## INSTRUCTIONS FOR THE TASK
Below is a block of records; reproduce all of them exactly and leave out any pictures.

## Dataset items
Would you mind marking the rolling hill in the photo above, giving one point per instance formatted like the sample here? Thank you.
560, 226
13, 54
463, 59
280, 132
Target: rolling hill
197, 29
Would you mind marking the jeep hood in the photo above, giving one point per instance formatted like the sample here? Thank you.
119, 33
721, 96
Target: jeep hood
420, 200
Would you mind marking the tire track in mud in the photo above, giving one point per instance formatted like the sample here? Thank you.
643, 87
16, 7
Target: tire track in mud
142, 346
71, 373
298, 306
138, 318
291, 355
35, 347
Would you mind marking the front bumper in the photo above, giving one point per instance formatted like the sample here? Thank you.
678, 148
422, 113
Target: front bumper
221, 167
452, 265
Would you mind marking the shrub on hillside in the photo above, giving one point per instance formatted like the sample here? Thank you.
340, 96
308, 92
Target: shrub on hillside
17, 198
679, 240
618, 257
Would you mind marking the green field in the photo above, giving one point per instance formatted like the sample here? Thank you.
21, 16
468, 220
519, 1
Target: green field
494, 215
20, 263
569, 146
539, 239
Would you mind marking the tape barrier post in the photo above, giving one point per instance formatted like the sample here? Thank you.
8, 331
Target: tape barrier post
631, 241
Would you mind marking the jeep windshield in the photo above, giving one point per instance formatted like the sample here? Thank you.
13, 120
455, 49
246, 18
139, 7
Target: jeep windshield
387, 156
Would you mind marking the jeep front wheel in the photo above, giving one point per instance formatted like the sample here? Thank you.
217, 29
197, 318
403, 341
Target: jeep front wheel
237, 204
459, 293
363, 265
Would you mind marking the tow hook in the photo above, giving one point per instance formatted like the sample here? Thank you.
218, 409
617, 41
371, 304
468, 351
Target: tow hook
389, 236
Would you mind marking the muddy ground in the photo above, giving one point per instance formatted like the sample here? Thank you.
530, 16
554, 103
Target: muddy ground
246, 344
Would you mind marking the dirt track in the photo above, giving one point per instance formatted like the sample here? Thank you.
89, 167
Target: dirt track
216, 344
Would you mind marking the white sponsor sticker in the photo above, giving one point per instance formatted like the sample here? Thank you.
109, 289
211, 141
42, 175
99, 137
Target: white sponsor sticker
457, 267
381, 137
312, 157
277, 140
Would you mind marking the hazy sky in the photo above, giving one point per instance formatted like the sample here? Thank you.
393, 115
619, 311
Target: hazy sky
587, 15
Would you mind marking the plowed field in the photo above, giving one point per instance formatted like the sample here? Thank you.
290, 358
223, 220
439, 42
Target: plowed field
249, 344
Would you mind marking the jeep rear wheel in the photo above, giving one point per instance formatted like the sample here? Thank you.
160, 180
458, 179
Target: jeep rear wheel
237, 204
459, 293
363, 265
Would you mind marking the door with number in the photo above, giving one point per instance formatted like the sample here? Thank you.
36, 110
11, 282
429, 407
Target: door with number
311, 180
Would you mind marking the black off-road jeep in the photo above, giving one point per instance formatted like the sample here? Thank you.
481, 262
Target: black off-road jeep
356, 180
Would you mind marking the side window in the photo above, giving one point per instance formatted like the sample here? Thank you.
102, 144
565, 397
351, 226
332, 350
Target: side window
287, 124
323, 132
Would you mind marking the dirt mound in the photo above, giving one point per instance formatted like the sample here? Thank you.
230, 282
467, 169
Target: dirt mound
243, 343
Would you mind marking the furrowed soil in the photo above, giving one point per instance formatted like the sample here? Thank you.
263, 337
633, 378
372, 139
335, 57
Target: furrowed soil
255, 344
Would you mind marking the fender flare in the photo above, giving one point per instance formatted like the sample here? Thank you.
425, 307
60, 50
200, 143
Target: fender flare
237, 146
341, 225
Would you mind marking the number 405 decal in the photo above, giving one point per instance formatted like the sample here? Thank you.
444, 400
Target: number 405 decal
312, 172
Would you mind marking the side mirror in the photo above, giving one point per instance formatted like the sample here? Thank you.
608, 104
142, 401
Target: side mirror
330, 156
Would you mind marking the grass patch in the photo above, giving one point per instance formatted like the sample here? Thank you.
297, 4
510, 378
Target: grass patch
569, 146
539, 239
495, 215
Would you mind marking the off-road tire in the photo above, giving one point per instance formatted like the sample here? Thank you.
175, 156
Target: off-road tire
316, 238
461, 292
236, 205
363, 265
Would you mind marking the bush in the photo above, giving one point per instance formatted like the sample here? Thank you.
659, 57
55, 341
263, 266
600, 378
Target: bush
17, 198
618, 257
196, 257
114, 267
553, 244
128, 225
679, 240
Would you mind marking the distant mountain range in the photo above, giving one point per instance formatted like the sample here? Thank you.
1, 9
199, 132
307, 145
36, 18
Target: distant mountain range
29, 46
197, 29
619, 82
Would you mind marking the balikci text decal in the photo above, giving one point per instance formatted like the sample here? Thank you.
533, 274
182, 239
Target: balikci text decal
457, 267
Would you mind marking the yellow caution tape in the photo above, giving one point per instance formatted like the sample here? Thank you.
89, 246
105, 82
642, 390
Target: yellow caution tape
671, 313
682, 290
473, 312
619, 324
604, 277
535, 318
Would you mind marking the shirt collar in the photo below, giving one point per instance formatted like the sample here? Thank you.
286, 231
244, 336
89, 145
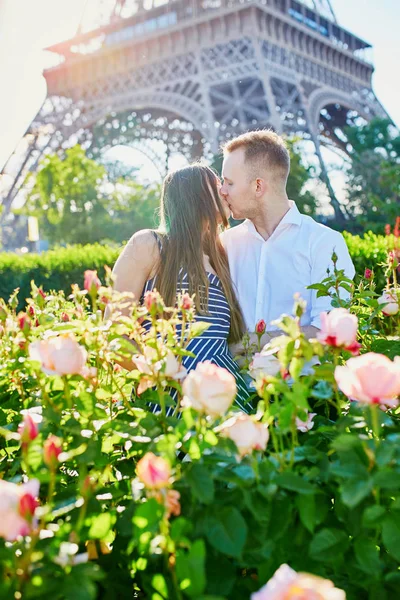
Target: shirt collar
292, 217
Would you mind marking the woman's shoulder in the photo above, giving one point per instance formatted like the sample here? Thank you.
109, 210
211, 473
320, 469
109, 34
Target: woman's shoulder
145, 242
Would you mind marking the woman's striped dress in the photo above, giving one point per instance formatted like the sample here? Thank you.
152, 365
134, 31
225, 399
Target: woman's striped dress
212, 345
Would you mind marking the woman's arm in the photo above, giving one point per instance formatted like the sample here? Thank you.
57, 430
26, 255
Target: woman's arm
136, 264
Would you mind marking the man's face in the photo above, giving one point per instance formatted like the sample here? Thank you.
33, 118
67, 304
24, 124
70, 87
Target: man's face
236, 190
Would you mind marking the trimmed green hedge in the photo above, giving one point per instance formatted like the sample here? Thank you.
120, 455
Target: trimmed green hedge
58, 269
53, 270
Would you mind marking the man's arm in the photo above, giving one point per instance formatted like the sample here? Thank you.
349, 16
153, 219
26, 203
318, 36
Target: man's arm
310, 331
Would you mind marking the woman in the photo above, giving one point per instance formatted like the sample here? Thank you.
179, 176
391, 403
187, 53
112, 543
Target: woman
186, 255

## RESULT BELOW
Would you mind marking the rolling hill in the photo above, giving one point per instance formatted like the sample here? Thank you.
560, 226
13, 54
463, 59
280, 132
Target: rolling hill
197, 29
Would you mind marking the jeep hood in the photo above, giving one point per instance formatted like the sample here? Thank you.
119, 33
721, 96
Target: jeep hood
420, 200
Would you mind marking the tire track in mud in the photo above, giving one point per instance formatted like the sample here? Thank you.
643, 87
16, 7
Target: tire track in mud
142, 346
71, 373
298, 306
138, 318
291, 355
35, 347
Would you mind marking the front bumper in the photo above, giving one point per instance formatted like the sample here? Thank you.
678, 148
422, 113
Target: front bumper
221, 167
452, 265
Would you mind marking the shrub on hillside in the photo above, giving one point per instance formatted like the sample here? Thank you.
340, 96
308, 92
Target: shrub on hillside
17, 198
679, 240
618, 257
Would you mind marking the green field in the photo above, giving one point per instance formatted like the sample here? Thank you.
21, 16
468, 220
519, 1
Target: green field
494, 215
20, 263
569, 146
539, 239
Would you mind marking the tape barrier post in the photo above, giving one point per instance formatted like the sample here? Thank you.
8, 331
Target: tape barrier post
631, 241
Would you mind marking the jeep windshield in the photo above, giving one point per instance formatted like the sample here? Thank you.
13, 120
455, 49
246, 18
139, 7
Target: jeep windshield
387, 156
Would you mind marking the jeep front wheel in the photo above, giving one point per instance formatted like the sample here? Thank you.
217, 29
197, 318
403, 341
Target: jeep front wheel
237, 204
459, 293
363, 265
Would you mind marking the tow hook in the photo above, giving one point per instance formatted like the sample here? Thank you.
218, 409
617, 41
371, 304
468, 351
Target: tow hook
389, 236
Would you mind marking the muddy ground in the photo above, giving one point per instance formatted like the sample here? Thank you.
530, 16
554, 103
Target: muddy ground
246, 344
Would you mind marking the dirt track in the photo above, giving one point per instance formatted like the sample here? Thank you.
89, 167
Target: dirt track
216, 344
Would you mind marking the white sponsor sticker in the photo above, giving one point per instance formatted like the sample here? Thank you.
109, 289
211, 141
42, 175
99, 137
Target: white sponsor sticker
457, 267
381, 137
312, 157
277, 140
Would you mind marking the hazy sky in the photo above, giving one point per instance formatted like the sample here? Thank you.
393, 115
619, 311
Target: hazy sky
587, 15
Would you mind marking the plowed field in the photo above, giving one point per instance formatted like the sample here? Thank you.
290, 358
223, 220
439, 42
Target: plowed field
249, 344
Would you mind marking the jeep rear wheel in the photo above, giving one point per instance formatted like the sample here? Thank you.
160, 180
458, 179
Target: jeep rear wheel
237, 204
459, 293
363, 265
Would you mind marking the door with number in the photo above, giving one point per instance formatted like the sample here? Thank you.
36, 110
11, 282
429, 407
Target: door with number
311, 180
Would you mind marking the black off-road jeep in the photo above, giving one point per instance formatted like the sample here? Thank you.
481, 262
Target: black off-road jeep
356, 180
Would you mind marking the side window in the photo above, giving one point per instance formatted like the sample here? Thank you.
102, 144
565, 397
351, 226
332, 350
Target: side window
287, 124
323, 132
Would you mind marking the dirt mound in the photo above, giving one point per instance formatted like the sample here? Thank you.
230, 282
467, 169
Target: dirt mound
243, 343
Would you mind marking the furrowed soil in the photo above, giving one point per instance formatted like the sample here? Thank you.
263, 337
633, 378
372, 139
335, 57
Target: furrowed soil
255, 344
Would you mind marking the fender flare in the photo above, giving one point per instance formatted like the sample here? Thank you.
425, 307
60, 50
200, 143
Target: fender flare
237, 146
341, 225
Would you mind marking the number 405 decal in the photo above, giving one point per instance formatted like the sample here? Thank you.
444, 400
Target: number 405 decal
312, 172
Would you mind marking the side mirror in the photo above, giving one point per instance formatted like the sample here? Thank you.
608, 104
142, 401
Target: side mirror
330, 156
Would you mind marking the grass patch in the photo above, giving one point per instance formatted like the sample here? Thank you.
297, 4
510, 378
Target: grass patch
569, 146
539, 239
495, 215
Would you mind marking the off-road tire in the photo above, giving one point per instance formatted like the sample here? Thank you.
175, 156
Target: off-road tire
316, 238
461, 292
236, 205
363, 265
Would you mind marking the bush in the photo above, giving one point per instance formatted like the sample here? Thank you.
659, 57
55, 341
263, 266
600, 378
Target: bush
17, 198
618, 257
196, 257
114, 267
553, 244
128, 225
679, 240
Would you mind marking the distant mountain range in the photo above, giving one point per instance formatted like the sample here? Thank you.
1, 9
199, 132
307, 145
36, 18
Target: distant mountain range
29, 46
197, 29
619, 82
Would you mind marking the balikci text decal in the photo above, giving one point per instance formatted like the sample here? Thank you.
533, 274
182, 239
Target: balikci text decal
457, 267
Would you mind marking the yellow caution tape in the photo above, giving one point per instance formatted like the sample here? Thank you.
89, 246
105, 82
642, 390
Target: yellow caution tape
671, 313
682, 290
473, 312
619, 324
604, 277
535, 318
Would you mind marking the shirt collar in the photo below, giving one point per instance formatted like the sample here? Thank you.
286, 231
244, 336
89, 145
Target: shirt collar
292, 217
Would you mind marking the woman's shoulder in the photo above, giving one point per instance formatted like the sample here? Thank you.
109, 210
211, 473
320, 469
109, 34
Target: woman's shoulder
145, 242
Would you mind marking the woman's striped dress in the photo above, giving one point per instance formatted like the sample here? Thank you.
152, 365
134, 31
225, 399
Target: woman's striped dress
212, 345
Would you mind marking the woman's arm in the photo above, giving one point per instance formatted like the sample here? Thank you.
57, 430
26, 255
Target: woman's arm
136, 264
Would you mind marking the man's face in the photo above, giving one point per instance formatted like the sample here? Thank you.
33, 118
67, 304
24, 124
70, 87
Target: man's face
236, 190
Would you mind marking the trimmed green hedge in the photo above, giving one point per instance formatted like the sample here? Thank you.
120, 455
Target: trimmed green hedge
58, 269
53, 270
Would you mind marking the man's arm in the photo above, giving one point per instance formatted like the sample here? Thank you.
349, 16
153, 219
26, 203
318, 36
Target: man's arm
310, 331
Would you mind marking the woman in the photo above, giving one point per instance formatted like the sample here? Thank you.
179, 176
391, 403
187, 53
112, 543
Target: woman
186, 255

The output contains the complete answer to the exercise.